• **Extrait présenté**

* * * * * * *

Les éclipses en Amérique. A
la Jamaïque.
En
Floride.
Au
Mexique.
Au
Pérou.
Au Pérou, encore, pendant les éclipses de Lune, les hommes, les femmes et les enfants criaient avec un ensemble assourdissant : mama quilla! mama quilla! c.-à-d. maman Lune, suppliant les puissances célestes de ne pas la laisser mourir. Quand elle reprenait sa lumière, on louait le grand dieu Pachacamac, soutien de l'univers, qui l'avait guérie, et cette guérison l'avait empêchée de mettre fin à l'existence des hommes. Ailleurs
en Amérique.

* * * * * * *

• **Données enregistrées**
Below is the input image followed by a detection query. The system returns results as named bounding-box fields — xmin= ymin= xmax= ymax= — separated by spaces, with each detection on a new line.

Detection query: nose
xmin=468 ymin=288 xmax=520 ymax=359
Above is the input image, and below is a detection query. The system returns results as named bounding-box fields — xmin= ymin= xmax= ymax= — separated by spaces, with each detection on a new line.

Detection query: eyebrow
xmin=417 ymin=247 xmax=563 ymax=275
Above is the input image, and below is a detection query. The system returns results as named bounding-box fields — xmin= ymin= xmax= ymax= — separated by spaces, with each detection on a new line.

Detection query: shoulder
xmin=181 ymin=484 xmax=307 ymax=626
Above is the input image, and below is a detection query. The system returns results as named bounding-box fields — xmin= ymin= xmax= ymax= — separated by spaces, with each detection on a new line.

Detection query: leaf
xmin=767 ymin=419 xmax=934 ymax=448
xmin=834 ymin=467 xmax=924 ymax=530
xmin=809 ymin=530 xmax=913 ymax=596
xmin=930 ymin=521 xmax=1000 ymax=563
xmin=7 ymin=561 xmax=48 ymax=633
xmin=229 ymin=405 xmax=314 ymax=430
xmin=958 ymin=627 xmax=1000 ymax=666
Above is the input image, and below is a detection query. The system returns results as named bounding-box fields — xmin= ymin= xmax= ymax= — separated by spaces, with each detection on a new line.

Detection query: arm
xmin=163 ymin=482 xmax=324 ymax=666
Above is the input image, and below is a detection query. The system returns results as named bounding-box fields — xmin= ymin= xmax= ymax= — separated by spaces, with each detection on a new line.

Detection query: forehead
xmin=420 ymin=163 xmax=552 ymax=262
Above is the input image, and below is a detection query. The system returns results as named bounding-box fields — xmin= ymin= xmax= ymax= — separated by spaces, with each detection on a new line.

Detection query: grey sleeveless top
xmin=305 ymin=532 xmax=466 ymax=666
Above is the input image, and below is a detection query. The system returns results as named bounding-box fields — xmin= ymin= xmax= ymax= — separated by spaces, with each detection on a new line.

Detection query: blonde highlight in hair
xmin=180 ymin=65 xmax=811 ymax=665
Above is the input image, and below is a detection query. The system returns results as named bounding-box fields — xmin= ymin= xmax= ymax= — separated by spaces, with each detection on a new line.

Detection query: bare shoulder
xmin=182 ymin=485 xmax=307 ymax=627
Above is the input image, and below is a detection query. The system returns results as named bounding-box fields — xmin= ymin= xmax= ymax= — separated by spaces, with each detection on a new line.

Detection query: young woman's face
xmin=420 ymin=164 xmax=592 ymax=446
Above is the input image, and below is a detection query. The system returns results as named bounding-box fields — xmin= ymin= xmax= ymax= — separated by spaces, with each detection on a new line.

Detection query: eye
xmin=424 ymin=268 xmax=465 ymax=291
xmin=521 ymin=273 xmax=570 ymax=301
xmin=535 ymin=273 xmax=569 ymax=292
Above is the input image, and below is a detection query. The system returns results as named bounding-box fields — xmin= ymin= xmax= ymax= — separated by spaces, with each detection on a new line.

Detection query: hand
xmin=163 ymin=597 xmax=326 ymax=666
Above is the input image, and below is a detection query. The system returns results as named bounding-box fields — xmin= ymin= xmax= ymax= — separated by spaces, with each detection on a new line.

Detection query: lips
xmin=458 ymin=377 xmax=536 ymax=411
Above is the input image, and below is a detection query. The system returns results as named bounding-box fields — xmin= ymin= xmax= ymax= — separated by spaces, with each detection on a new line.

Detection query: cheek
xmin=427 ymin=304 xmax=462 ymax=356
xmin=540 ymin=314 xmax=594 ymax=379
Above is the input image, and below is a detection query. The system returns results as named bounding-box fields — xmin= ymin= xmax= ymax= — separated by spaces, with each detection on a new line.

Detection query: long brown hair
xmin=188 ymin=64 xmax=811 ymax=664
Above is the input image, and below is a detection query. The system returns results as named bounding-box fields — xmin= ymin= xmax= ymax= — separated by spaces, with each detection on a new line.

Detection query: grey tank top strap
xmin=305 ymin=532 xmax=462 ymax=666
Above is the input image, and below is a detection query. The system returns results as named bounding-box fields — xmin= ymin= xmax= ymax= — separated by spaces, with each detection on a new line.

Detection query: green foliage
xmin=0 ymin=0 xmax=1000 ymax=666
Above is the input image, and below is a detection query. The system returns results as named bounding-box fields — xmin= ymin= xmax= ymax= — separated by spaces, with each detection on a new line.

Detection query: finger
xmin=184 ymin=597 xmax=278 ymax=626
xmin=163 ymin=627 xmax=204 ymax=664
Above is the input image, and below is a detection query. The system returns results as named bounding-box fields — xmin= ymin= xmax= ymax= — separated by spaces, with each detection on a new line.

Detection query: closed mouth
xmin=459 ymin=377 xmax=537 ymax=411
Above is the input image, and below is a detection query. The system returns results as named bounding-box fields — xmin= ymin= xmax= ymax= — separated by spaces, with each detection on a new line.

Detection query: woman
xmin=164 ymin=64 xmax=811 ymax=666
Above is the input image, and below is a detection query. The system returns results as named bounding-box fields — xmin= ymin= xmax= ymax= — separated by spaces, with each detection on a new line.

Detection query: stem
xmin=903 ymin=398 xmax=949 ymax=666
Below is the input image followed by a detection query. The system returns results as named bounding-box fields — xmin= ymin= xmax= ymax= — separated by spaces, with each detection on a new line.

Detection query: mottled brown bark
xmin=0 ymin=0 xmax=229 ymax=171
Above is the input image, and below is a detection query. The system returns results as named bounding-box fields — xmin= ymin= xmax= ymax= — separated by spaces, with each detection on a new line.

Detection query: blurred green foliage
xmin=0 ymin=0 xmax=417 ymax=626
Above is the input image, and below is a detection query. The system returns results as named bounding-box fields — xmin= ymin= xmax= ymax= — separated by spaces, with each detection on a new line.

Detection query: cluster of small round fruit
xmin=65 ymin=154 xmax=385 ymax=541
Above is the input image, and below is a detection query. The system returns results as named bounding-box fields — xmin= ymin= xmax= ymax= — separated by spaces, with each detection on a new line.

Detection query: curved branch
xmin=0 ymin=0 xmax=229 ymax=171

* * * * * * *

• **Problèmes à résoudre**
1. D'après le texte sur les éclipses en Amérique, pourquoi louait-on le dieu Pachacamac quand la Lune reprenait sa lumière ? Répondez en une à trois phrases.
2. Relevez tous les pays ou régions d'Amérique que le texte sur les éclipses nomme un par un.
3. Répondez aux questions suivantes sur le texte consacré aux éclipses en Amérique.
(a) Que signifie l'expression « mama quilla » ?
(b) Quel titre le texte donne-t-il au dieu Pachacamac ?
(c) Qui criait pendant les éclipses de Lune au Pérou ?
Ces données n'ont aucun lien avec le texte.

• **Réponses**
1. On louait Pachacamac parce qu'il avait guéri la Lune. Cette guérison l'avait empêchée de mettre fin à l'existence des hommes.

2.
- la Jamaïque
- la Floride
- le Mexique
- le Pérou

3.
(a) Elle signifie « maman Lune ».
(b) Il l'appelle le « soutien de l'univers ».
(c) Les hommes, les femmes et les enfants criaient.